**Reading text**
◇ ◇ ◇
We thank S. Baranov, P. Eerola, N. Ellis and M. Smizanska and the ATLAS B
physics working group for useful comments and an encouraging attitude. 
Comments by E. Kovacs, T. Sj\"{o}strand and K. Sridhar are also 
acknowledged. 
\par
\newpage

\appendix 
\renewcommand{\theequation}{\thesection.\arabic{equation}}
\section*{Appendix}
\section{Code for Implementing the Colour Mechanism in
PYTHIA} \setcounter{equation}{0} \par \vspace{0.2in} 
We have modified the PYTHIA routine PYSIGH (ISUB=86) \cite{pythia} 
for the partonic process:
\[ g\ +\ g\ {\rightarrow}\ J/\psi\ +\ g \] 
including those contributions from the $^3S_1^{(8)}$, $^1S_0^{(8)}$ and 
$^3P_J^{(8)}$ coloured states according to the expressions (1) and (4). 
The ME's of the latter components are related through the heavy quark
spin symmetry at leading order in $1/M_c$: \cite{bodwin}
\[ <O_8(^3P_J)>\ =\ (2J+1)<O_8(^3P_0)> \]
Moreover, it should be stressed that 
the colour-octet ME's associated to the $^1S_0^{(8)}$ and
the $^3P_J^{(8)}$ channels cannot be 
disentangled from Tevatron experimental data since both are
degenerate in the sense that they display a similar $p_t$ 
behaviour for $p_t\ {\ge}\ 5$ GeV \cite{cho}. All three $P$-wave 
contributions altogether amount to about three times 
the $^1S_0$ contribution when setting $<O_8(^3P_0)>=M_c^2<O_8(^1S_0)>$. 
Therefore one may write the following approximate equality:
\begin{equation}
\frac{d\sigma}{dp_t}[^1S_0^{(8)}]\ 
+\sum_{J=0,1,2}\frac{d\sigma}{dp_t}[^3P_J^{(8)}]\ {\simeq}\ 
3\ {\times} \frac{1}{<O_8(^1S_0)>}\ \frac{d\sigma}{dp_t}[^1S_0^{(8)}]\ 
{\times}\ \biggl(\ \frac{<O_8(^1S_0)>}{3}+\frac{<O_8(^3P_0)>}{M_c^2}\ \biggr) 
\end{equation}
and only the $^1S_0^{(8)}$ component has to be simulated in 
\vspace{0.1in} practice.
\par
\begin{figure}[htb]
\centerline{\psfig{figure=twohist.eps,height=6.5cm,width=8.cm}}
\caption{ Histograms for 
$BF(J/\psi{\rightarrow}{\mu}^+{\mu}^-){\times}
d{\sigma}/dp_t(pp{\rightarrow}{J/\psi}X)$
obtained from PYTHIA using the CTEQ PDF at 14 TeV center-of-mass energy.
◇ ◇ ◇
**Collected data**
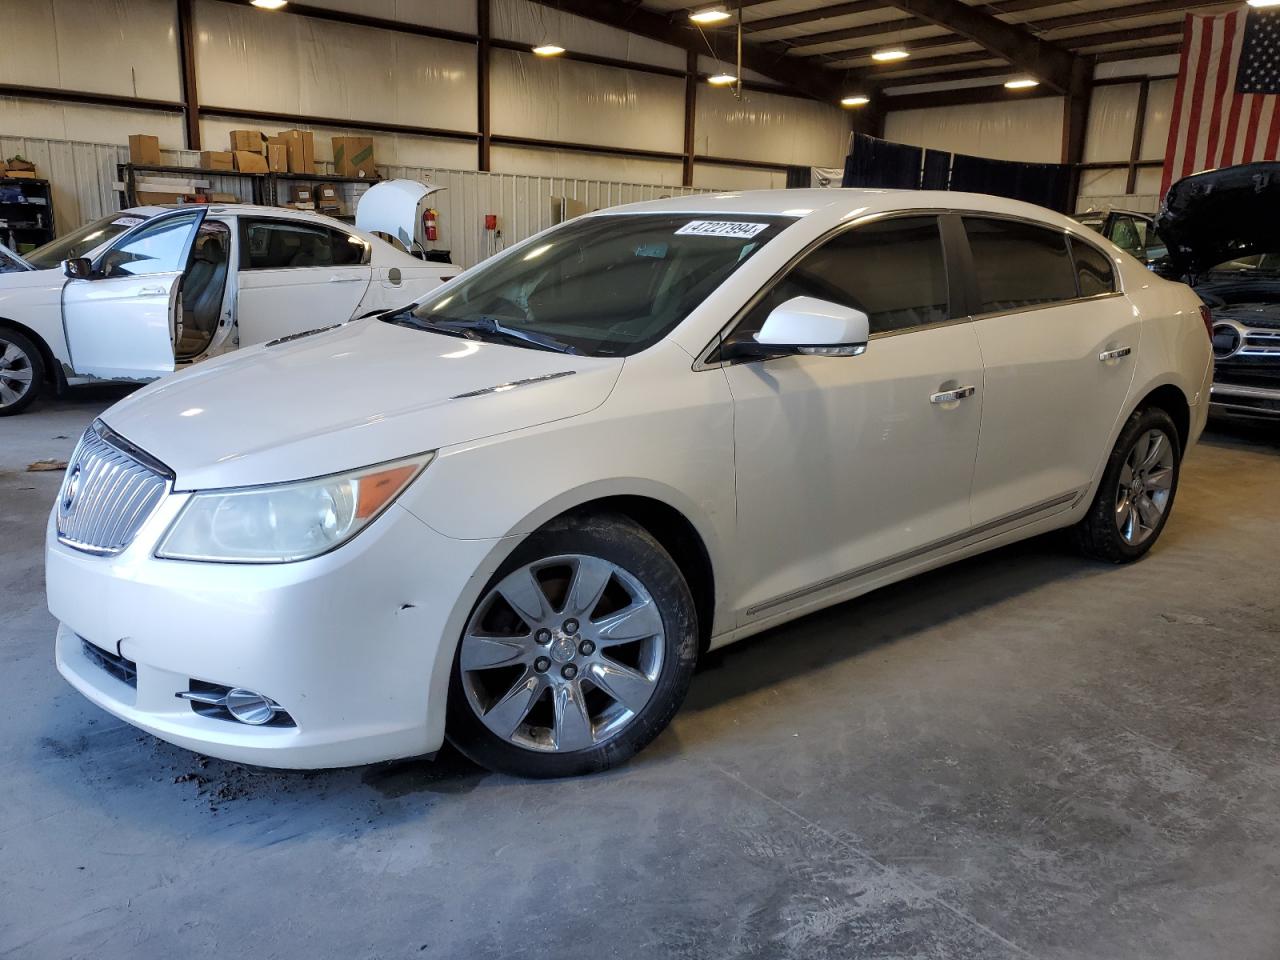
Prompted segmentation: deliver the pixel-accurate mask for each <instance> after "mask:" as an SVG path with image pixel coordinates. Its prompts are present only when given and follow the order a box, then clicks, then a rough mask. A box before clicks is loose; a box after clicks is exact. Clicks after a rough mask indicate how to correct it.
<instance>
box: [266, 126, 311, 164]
◇ ◇ ◇
**Activity**
Rewrite everything in the PYTHIA appendix from "The ME's of" down to "when setting $<O_8(^3P_0)>=M_c^2<O_8(^1S_0)>$.", substituting "LHC" for "Tevatron".

**Final answer**
The ME's of the latter components are related through the heavy quark
spin symmetry at leading order in $1/M_c$: \cite{bodwin}
\[ <O_8(^3P_J)>\ =\ (2J+1)<O_8(^3P_0)> \]
Moreover, it should be stressed that 
the colour-octet ME's associated to the $^1S_0^{(8)}$ and
the $^3P_J^{(8)}$ channels cannot be 
disentangled from LHC experimental data since both are
degenerate in the sense that they display a similar $p_t$ 
behaviour for $p_t\ {\ge}\ 5$ GeV \cite{cho}. All three $P$-wave 
contributions altogether amount to about three times 
the $^1S_0$ contribution when setting $<O_8(^3P_0)>=M_c^2<O_8(^1S_0)>$.